* **What you should do**
Collect all lines below with the string "benz".

BEGIN Supplied entries

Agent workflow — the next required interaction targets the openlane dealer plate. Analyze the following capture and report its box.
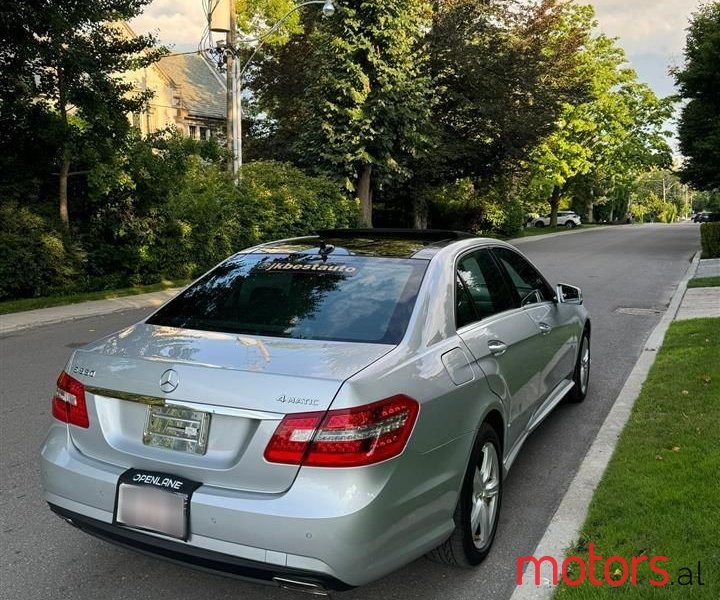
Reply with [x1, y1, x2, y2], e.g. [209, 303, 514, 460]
[113, 469, 201, 541]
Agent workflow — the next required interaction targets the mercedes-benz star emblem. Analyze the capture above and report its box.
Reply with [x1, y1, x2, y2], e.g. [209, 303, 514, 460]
[159, 368, 179, 393]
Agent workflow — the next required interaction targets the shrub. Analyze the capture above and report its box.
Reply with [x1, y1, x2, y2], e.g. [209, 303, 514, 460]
[701, 222, 720, 258]
[424, 179, 524, 236]
[424, 179, 486, 232]
[0, 203, 84, 299]
[160, 160, 358, 278]
[235, 161, 358, 245]
[161, 156, 238, 277]
[495, 199, 525, 237]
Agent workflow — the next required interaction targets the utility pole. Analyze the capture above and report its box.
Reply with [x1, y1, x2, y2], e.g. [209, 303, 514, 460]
[225, 0, 238, 172]
[209, 0, 335, 174]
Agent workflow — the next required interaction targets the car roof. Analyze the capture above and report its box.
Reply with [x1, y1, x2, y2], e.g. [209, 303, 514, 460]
[250, 229, 481, 259]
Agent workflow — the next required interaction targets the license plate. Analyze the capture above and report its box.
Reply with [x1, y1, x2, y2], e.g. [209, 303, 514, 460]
[113, 469, 201, 540]
[143, 404, 211, 455]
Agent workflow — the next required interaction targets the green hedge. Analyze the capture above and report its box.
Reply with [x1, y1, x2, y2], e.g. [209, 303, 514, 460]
[0, 204, 84, 300]
[159, 159, 358, 279]
[0, 154, 359, 300]
[700, 222, 720, 258]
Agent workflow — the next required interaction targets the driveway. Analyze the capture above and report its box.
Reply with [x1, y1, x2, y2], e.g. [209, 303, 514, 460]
[0, 223, 699, 600]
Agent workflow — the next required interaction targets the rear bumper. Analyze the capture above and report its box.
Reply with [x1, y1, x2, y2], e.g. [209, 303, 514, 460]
[49, 503, 352, 591]
[41, 424, 467, 587]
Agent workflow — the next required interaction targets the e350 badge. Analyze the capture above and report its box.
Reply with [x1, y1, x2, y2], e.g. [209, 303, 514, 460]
[72, 365, 96, 377]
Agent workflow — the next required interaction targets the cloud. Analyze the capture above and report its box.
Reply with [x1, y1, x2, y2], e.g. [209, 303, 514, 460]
[591, 0, 702, 58]
[131, 0, 206, 50]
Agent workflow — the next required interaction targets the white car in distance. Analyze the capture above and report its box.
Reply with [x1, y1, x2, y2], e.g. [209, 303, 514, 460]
[532, 211, 582, 228]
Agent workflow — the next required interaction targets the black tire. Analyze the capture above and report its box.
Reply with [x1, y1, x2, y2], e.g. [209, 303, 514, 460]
[567, 329, 590, 403]
[427, 423, 502, 567]
[565, 221, 576, 229]
[535, 221, 545, 228]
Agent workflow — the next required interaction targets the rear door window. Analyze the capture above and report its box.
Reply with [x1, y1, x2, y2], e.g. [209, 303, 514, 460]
[456, 249, 516, 326]
[147, 253, 428, 344]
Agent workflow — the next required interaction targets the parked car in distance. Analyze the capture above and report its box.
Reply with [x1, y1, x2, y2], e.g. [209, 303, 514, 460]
[532, 211, 582, 228]
[694, 212, 720, 223]
[41, 229, 591, 593]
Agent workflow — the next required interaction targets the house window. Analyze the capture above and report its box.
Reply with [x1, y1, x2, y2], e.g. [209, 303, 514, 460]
[189, 125, 198, 139]
[200, 127, 210, 140]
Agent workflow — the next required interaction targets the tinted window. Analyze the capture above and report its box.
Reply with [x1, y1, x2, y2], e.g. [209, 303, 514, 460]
[456, 249, 515, 326]
[492, 247, 553, 306]
[456, 276, 477, 328]
[148, 253, 427, 344]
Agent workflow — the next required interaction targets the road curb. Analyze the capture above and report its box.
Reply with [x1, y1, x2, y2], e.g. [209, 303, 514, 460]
[0, 288, 182, 336]
[509, 250, 701, 600]
[509, 225, 632, 245]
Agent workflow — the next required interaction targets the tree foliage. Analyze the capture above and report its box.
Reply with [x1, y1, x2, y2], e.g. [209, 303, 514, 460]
[425, 0, 590, 184]
[527, 16, 672, 225]
[250, 0, 434, 226]
[0, 0, 164, 227]
[675, 1, 720, 191]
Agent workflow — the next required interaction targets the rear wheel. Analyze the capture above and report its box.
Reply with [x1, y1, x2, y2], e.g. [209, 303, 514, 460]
[567, 330, 590, 403]
[427, 423, 502, 567]
[535, 221, 545, 228]
[565, 220, 576, 229]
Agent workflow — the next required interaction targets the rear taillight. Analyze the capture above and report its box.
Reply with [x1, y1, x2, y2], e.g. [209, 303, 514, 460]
[264, 395, 419, 467]
[51, 372, 89, 428]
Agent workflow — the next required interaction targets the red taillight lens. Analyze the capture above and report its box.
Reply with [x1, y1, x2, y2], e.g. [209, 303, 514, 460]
[51, 372, 89, 428]
[264, 395, 419, 467]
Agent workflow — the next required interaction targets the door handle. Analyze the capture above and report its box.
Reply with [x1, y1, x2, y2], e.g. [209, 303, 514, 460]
[488, 340, 507, 356]
[538, 322, 552, 335]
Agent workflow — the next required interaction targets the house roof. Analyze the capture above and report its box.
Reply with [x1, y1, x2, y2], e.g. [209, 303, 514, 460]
[157, 54, 226, 121]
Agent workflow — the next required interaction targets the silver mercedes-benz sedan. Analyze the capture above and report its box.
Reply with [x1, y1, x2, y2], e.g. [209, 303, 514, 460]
[41, 229, 590, 593]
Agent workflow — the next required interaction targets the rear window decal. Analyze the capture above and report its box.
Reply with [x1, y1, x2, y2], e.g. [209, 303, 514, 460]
[261, 262, 357, 274]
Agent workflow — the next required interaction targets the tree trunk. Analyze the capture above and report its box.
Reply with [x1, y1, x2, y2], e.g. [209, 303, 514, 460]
[358, 164, 373, 227]
[57, 64, 71, 229]
[586, 189, 594, 224]
[413, 197, 427, 229]
[549, 185, 561, 227]
[59, 151, 70, 229]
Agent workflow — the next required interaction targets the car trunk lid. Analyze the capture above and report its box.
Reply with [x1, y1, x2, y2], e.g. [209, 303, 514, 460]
[65, 323, 393, 493]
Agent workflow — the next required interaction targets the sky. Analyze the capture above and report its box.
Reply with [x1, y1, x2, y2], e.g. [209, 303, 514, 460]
[132, 0, 705, 142]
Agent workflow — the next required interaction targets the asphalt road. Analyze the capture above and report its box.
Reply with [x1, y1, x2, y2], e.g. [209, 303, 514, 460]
[0, 223, 700, 600]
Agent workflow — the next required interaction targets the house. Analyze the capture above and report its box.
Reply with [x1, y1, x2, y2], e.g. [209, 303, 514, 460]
[120, 23, 226, 139]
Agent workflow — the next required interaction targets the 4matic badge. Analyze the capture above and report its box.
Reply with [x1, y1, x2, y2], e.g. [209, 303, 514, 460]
[275, 394, 320, 407]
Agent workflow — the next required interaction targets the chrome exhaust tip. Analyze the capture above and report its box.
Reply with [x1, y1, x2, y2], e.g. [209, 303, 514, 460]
[273, 577, 329, 596]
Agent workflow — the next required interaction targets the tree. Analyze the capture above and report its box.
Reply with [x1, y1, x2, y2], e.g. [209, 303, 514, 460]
[425, 0, 590, 186]
[528, 22, 672, 226]
[675, 2, 720, 191]
[1, 1, 163, 228]
[251, 0, 434, 226]
[630, 169, 691, 223]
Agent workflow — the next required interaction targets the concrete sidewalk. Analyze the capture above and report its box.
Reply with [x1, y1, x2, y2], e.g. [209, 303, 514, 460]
[676, 257, 720, 321]
[694, 256, 720, 278]
[0, 288, 182, 336]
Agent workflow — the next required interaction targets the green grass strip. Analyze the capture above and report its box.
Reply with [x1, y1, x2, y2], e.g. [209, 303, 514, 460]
[554, 318, 719, 598]
[687, 276, 720, 289]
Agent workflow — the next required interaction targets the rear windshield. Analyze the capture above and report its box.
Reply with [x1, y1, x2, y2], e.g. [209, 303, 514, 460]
[147, 253, 428, 344]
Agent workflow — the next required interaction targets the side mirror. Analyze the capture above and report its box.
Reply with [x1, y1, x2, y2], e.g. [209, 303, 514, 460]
[556, 283, 583, 305]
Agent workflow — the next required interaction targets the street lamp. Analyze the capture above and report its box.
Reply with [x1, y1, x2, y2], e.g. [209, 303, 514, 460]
[322, 0, 336, 17]
[222, 1, 337, 174]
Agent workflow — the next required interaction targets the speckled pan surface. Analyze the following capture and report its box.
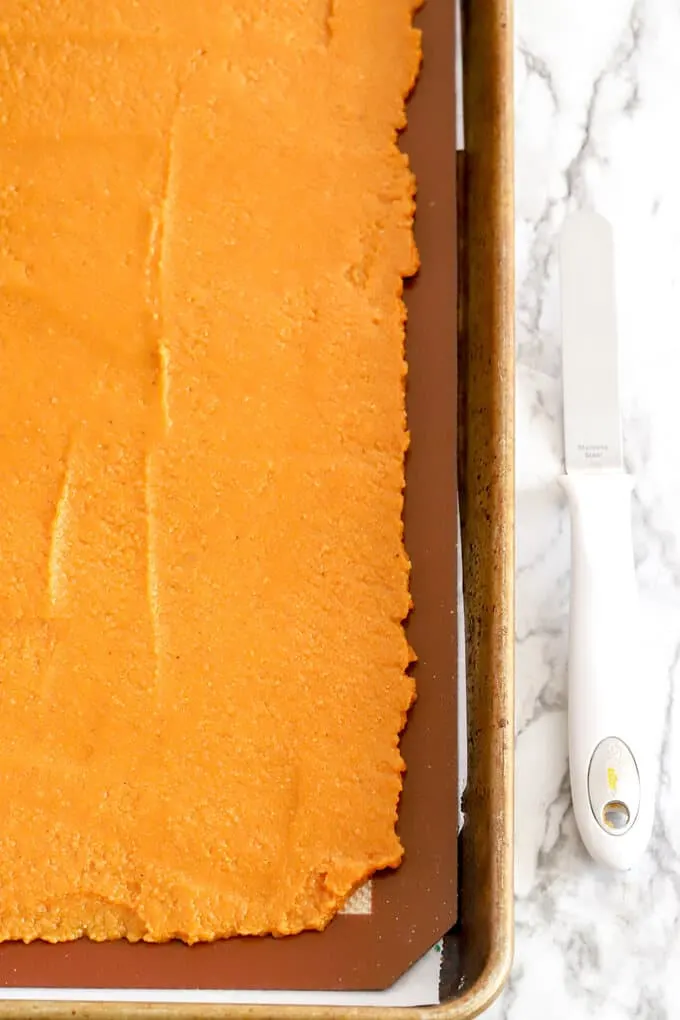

END Supplied entries

* **Completed task**
Agent workflow — the next required interaction targets the mercedes-benz star emblem. Analyze the capture above and report its box.
Agent workflow — the next required interaction targets the silver mercedes-benz sedan. Analyze the capture above and report its box.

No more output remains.